### [What needs to be done]
Copy out the full mailing-list reply on Unicode composite characters, word for word.

** start of Document passage **

Re: Just if and where is the then?

From: Philippe Verdy (verdy_p@wanadoo.fr)
Date: Tue May 04 2004 - 17:56:24 CDT


From: "African Oracle" <oracle@africaservice.com>
> "The existing composites were included only out of necessity so that new
> Unicode implementations could interoperate with existing implementations
> using legacy industry-standard encodings." - Peter Constable
>
> Are we saying we have exhausted such necessity?
>
> And what are these legacy-standard encodings?

I think this is the list shown in the "References" section of the Unicode
standard.
I don't think that this list is closed: there may be further standards
considered, notably if they reach an ISO standard status, or they start being
used extensively in some popular OS as a de-facto standard.

> "No new composite values will be added". - Peter Constable
> The above sounds dictatorial in nature.

I think that the sentence is incomplete, or you interpret it the wrong way. The
key is the "composite" term, which here should mean a character that has a
canonical decomposition into a sequence of a base character with combining class
0, and one or more diacritics with a positive combining class.

** end of Document passage **
** start of Extracted data **

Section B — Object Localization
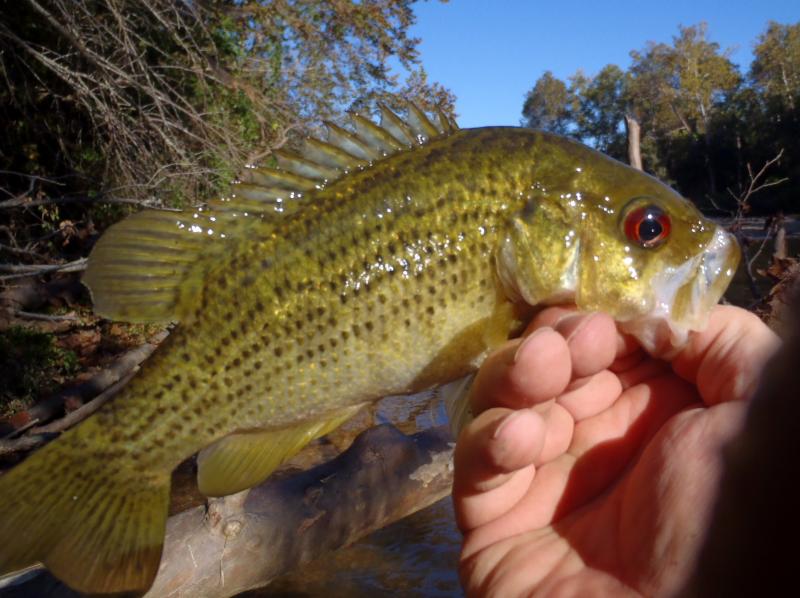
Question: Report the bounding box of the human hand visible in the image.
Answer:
[453,306,778,597]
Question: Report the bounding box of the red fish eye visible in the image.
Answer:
[625,205,670,249]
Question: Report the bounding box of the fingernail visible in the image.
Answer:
[492,409,524,440]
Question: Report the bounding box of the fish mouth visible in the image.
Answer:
[623,226,741,357]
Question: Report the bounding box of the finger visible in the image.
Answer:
[526,305,641,376]
[556,370,622,421]
[453,408,545,531]
[555,313,619,377]
[472,328,572,413]
[673,305,780,405]
[525,305,578,334]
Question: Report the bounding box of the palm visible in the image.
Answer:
[454,312,774,596]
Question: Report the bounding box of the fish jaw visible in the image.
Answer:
[620,226,741,357]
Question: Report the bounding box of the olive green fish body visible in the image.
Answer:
[0,107,736,592]
[92,129,544,470]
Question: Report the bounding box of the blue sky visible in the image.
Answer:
[411,0,800,127]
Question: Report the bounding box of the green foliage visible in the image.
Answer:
[0,326,78,417]
[0,0,453,253]
[522,23,800,211]
[522,71,574,135]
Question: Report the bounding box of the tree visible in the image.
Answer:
[569,64,631,159]
[750,21,800,112]
[630,23,741,195]
[522,71,574,135]
[0,0,452,207]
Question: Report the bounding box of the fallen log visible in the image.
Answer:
[0,424,453,598]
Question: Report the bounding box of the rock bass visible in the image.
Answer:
[0,106,738,593]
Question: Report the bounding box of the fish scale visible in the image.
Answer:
[0,107,736,593]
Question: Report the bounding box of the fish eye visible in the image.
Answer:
[623,204,670,249]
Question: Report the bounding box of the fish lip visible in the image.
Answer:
[622,226,741,358]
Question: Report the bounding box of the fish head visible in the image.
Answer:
[575,189,740,355]
[498,140,740,355]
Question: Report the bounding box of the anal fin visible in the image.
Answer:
[197,405,361,496]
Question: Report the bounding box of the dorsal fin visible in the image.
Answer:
[83,103,457,322]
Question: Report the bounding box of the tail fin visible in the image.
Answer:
[0,429,170,594]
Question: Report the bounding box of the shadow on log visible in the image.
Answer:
[0,425,453,598]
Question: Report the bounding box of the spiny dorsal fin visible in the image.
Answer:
[83,103,456,322]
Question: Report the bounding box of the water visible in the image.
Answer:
[253,497,462,598]
[245,237,800,598]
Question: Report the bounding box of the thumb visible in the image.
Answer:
[672,305,780,405]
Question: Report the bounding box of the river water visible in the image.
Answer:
[250,232,800,598]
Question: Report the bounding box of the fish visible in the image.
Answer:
[0,104,739,593]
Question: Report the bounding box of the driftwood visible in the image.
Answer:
[0,425,453,598]
[0,331,168,446]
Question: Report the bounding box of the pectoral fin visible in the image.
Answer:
[197,405,361,496]
[436,373,475,438]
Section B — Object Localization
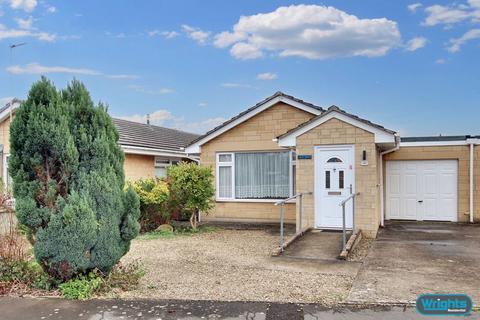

** end of Extracted data **

### [Solution]
Re: Just if and where is the then?

From: Philippe Verdy (verdy_p@wanadoo.fr)
Date: Tue May 04 2004 - 17:56:24 CDT


From: "African Oracle" <oracle@africaservice.com>
> "The existing composites were included only out of necessity so that new
> Unicode implementations could interoperate with existing implementations
> using legacy industry-standard encodings." - Peter Constable
>
> Are we saying we have exhausted such necessity?
>
> And what are these legacy-standard encodings?

I think this is the list shown in the "References" section of the Unicode
standard.
I don't think that this list is closed: there may be further standards
considered, notably if they reach an ISO standard status, or they start being
used extensively in some popular OS as a de-facto standard.

> "No new composite values will be added". - Peter Constable
> The above sounds dictatorial in nature.

I think that the sentence is incomplete, or you interpret it the wrong way. The
key is the "composite" term, which here should mean a character that has a
canonical decomposition into a sequence of a base character with combining class
0, and one or more diacritics with a positive combining class.